● Your goal
Extract every line of the material below verbatim, omitting the pictures.

--- Provided information ---

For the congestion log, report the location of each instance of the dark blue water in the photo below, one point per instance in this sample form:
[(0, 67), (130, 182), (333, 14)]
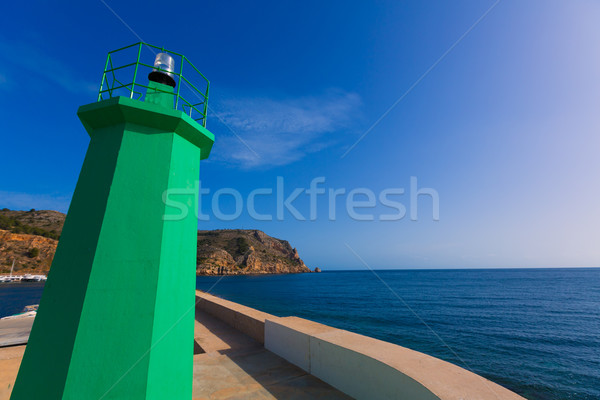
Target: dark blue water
[(534, 331), (15, 296)]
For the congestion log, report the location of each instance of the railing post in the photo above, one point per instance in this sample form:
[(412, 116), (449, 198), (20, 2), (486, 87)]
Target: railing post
[(137, 63), (179, 84), (103, 78)]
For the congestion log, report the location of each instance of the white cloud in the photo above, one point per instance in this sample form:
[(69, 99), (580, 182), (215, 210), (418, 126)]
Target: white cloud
[(27, 201), (263, 132)]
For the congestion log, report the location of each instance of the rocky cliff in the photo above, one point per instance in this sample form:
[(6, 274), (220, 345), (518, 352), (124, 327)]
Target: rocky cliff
[(241, 251), (30, 238)]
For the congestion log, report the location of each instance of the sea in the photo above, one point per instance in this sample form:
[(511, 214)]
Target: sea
[(534, 331)]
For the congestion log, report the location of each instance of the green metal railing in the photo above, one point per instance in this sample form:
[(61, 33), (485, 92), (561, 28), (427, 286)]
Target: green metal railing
[(113, 85)]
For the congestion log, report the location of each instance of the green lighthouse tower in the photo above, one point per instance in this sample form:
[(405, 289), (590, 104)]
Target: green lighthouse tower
[(116, 318)]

---

● The output
For the congestion log, report the location of each instance of the dark blue water in the photo below, one point per instance in this sample form:
[(0, 67), (130, 182), (333, 14)]
Target: dark blue water
[(534, 331), (15, 296)]
For the congestion log, report the location of each instance of the railing post in the photo above, one point per instance in this sample form:
[(412, 116), (449, 198), (20, 2), (486, 87)]
Target: railing post
[(137, 63), (179, 84), (103, 78)]
For the congestion log, report the location of each instance of the white cloud in the photo above, one point per instance in this sample form:
[(69, 99), (580, 182), (215, 210), (418, 126)]
Target: white cloud
[(27, 201), (263, 132)]
For the congestion log, report the location of each instance of the rocky cliff in the photo above, one point per instance in this sample form:
[(6, 274), (220, 345), (518, 352), (124, 327)]
Target: rocky cliff
[(241, 251), (30, 238)]
For the congestion log, report the location of each instance of the sea in the photo above, one point per instance in this sample form:
[(511, 214)]
Target: sea
[(534, 331)]
For the congestion log, report the location of each instance of the green metal railing in the photo above, one point per instance in this sample form:
[(61, 33), (485, 92), (561, 28), (427, 286)]
Target: green metal railing
[(113, 85)]
For the congestion log, report the location of each instance of the green lighthouse tower in the photo above, one point per instance in this sample form:
[(405, 289), (590, 104)]
Target: green lighthouse tower
[(116, 318)]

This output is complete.